= Written exercise =
Gather each line in the rows below that contains the word "portable" and copy those lines out in full.

= Dataset records =

--------------------------------------------------

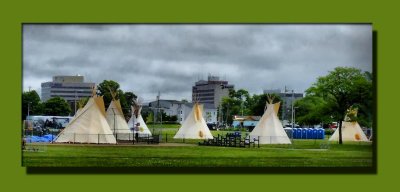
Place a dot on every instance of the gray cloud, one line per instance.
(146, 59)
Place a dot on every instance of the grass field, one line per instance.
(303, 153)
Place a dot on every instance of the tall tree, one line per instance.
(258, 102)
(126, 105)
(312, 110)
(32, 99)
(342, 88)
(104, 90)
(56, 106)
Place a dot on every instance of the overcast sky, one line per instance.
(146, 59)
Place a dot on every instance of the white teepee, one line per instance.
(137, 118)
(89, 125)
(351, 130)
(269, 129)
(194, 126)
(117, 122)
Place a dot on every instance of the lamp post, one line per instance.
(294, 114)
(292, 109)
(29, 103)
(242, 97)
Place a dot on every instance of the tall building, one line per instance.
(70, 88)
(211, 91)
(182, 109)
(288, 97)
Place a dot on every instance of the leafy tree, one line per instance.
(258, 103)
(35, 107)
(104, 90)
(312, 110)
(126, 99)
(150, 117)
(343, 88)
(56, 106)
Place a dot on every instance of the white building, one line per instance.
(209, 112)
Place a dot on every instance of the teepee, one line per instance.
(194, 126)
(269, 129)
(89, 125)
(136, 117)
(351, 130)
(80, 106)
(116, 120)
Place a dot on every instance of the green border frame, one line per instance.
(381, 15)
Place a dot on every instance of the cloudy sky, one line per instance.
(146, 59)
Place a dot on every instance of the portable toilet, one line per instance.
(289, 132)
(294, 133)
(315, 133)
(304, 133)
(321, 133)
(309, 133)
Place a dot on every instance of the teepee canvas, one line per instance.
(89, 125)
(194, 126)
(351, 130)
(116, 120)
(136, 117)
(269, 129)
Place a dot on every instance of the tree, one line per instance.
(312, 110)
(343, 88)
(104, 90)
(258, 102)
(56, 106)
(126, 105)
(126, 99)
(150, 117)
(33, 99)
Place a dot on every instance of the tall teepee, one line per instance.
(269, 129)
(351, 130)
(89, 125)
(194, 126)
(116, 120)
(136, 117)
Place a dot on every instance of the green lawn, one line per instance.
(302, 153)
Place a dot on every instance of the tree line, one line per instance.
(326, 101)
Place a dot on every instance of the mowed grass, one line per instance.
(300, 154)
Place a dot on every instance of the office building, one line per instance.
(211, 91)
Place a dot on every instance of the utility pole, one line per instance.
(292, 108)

--------------------------------------------------

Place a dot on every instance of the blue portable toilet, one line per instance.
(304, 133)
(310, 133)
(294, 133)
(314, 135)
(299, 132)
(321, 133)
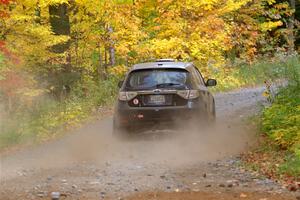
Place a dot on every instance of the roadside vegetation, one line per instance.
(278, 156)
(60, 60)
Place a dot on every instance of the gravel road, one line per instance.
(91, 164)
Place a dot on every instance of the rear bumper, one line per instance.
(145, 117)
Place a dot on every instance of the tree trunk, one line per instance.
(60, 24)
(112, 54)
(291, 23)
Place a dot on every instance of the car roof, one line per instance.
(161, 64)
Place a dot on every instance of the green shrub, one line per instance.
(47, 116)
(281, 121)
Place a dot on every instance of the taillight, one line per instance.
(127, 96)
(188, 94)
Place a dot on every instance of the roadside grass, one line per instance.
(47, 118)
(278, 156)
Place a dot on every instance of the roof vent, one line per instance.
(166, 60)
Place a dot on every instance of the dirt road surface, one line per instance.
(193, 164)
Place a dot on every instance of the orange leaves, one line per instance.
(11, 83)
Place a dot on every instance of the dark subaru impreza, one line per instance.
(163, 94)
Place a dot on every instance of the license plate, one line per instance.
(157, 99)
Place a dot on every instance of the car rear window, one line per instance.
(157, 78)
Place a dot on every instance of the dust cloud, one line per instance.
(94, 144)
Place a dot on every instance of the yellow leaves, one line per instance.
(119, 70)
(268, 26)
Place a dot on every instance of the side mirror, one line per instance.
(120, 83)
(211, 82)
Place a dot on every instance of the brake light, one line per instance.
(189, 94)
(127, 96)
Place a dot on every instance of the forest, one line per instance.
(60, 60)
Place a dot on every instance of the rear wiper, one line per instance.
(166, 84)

--------------------------------------------------

= Task result =
Place a dot on every instance of the portable toilet, one line per instance.
Place a dot on every instance of the blue portable toilet, one line per instance.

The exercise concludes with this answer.